Task description → The answer must consist of every line in the data that contains "strap".

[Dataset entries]
.....
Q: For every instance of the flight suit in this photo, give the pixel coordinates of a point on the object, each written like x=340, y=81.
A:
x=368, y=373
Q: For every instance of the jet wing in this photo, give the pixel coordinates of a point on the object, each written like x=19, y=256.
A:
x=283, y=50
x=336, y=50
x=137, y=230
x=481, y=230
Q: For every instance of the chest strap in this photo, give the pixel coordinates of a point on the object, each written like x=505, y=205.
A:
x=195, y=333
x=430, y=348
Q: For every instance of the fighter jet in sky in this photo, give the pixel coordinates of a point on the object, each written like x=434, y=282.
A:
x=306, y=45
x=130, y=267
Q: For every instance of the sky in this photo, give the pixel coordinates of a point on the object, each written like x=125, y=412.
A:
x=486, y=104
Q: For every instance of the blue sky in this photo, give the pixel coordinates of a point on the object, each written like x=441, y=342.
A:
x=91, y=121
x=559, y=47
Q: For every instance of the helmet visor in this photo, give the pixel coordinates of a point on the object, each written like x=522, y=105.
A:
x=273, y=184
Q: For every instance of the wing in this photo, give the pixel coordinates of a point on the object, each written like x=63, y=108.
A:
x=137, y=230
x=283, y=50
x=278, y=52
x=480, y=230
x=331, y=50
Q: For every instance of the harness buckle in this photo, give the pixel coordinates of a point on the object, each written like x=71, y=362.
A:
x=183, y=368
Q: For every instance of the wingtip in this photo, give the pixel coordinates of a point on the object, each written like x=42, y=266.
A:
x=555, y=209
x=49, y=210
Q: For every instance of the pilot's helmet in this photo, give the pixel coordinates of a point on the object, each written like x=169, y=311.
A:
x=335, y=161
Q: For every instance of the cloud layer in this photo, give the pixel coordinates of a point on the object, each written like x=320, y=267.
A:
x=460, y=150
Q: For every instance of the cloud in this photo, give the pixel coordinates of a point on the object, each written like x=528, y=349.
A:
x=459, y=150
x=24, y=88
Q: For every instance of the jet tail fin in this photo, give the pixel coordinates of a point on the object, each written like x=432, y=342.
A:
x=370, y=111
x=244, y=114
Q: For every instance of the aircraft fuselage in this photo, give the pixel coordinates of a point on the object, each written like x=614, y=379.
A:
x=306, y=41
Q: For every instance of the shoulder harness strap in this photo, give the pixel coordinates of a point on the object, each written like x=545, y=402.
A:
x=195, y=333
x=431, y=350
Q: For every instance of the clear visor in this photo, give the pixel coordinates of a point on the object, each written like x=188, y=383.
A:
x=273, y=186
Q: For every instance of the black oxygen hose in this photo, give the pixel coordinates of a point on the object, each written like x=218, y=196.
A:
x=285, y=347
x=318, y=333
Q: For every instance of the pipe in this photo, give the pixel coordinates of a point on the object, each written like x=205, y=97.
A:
.....
Written solution →
Q: For every instance of the chest strap in this photo, give the pixel coordinates of a point on the object, each written like x=505, y=205.
Q: For every instance of the shoulder harness strap in this photo, give the pixel coordinates of a point on the object, each written like x=545, y=402.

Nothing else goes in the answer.